Task to carry out
Copy the records below verbatim, omitting the pictures.

Labeled object pointing entries
— Begin —

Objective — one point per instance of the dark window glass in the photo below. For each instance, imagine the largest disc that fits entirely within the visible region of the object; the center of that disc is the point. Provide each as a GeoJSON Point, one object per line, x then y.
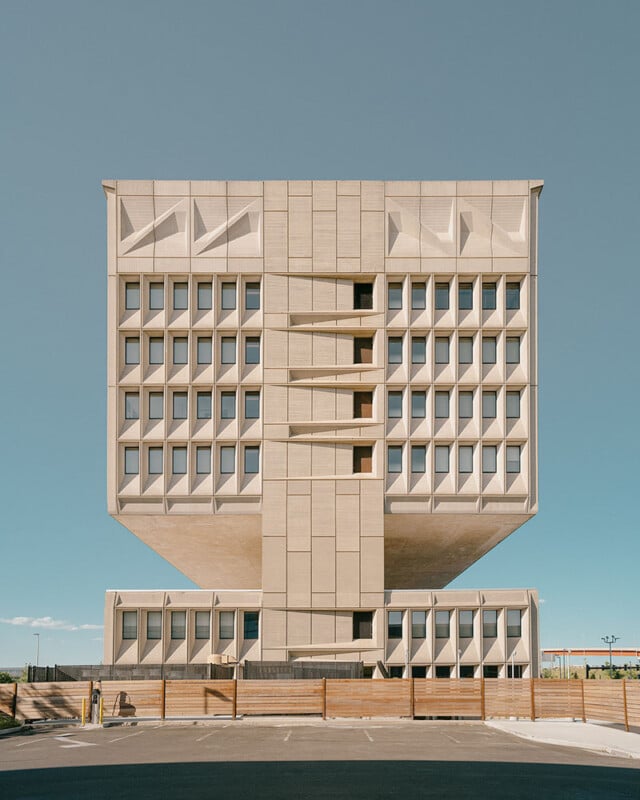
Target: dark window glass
{"type": "Point", "coordinates": [465, 296]}
{"type": "Point", "coordinates": [132, 296]}
{"type": "Point", "coordinates": [129, 624]}
{"type": "Point", "coordinates": [205, 301]}
{"type": "Point", "coordinates": [363, 296]}
{"type": "Point", "coordinates": [252, 296]}
{"type": "Point", "coordinates": [251, 624]}
{"type": "Point", "coordinates": [465, 624]}
{"type": "Point", "coordinates": [442, 296]}
{"type": "Point", "coordinates": [488, 296]}
{"type": "Point", "coordinates": [363, 624]}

— End —

Finished answer
Objective — one point per instance of the dark window glass in the photo below. For each instance, imagine the largest disc that fits entirely within the visible region of the object; the center of that disc is the point. Provide each as a GeoJSON Point, one object per line, x then y.
Target: dark window glass
{"type": "Point", "coordinates": [465, 296]}
{"type": "Point", "coordinates": [132, 296]}
{"type": "Point", "coordinates": [129, 624]}
{"type": "Point", "coordinates": [205, 301]}
{"type": "Point", "coordinates": [363, 296]}
{"type": "Point", "coordinates": [252, 296]}
{"type": "Point", "coordinates": [251, 624]}
{"type": "Point", "coordinates": [465, 624]}
{"type": "Point", "coordinates": [442, 296]}
{"type": "Point", "coordinates": [488, 296]}
{"type": "Point", "coordinates": [363, 624]}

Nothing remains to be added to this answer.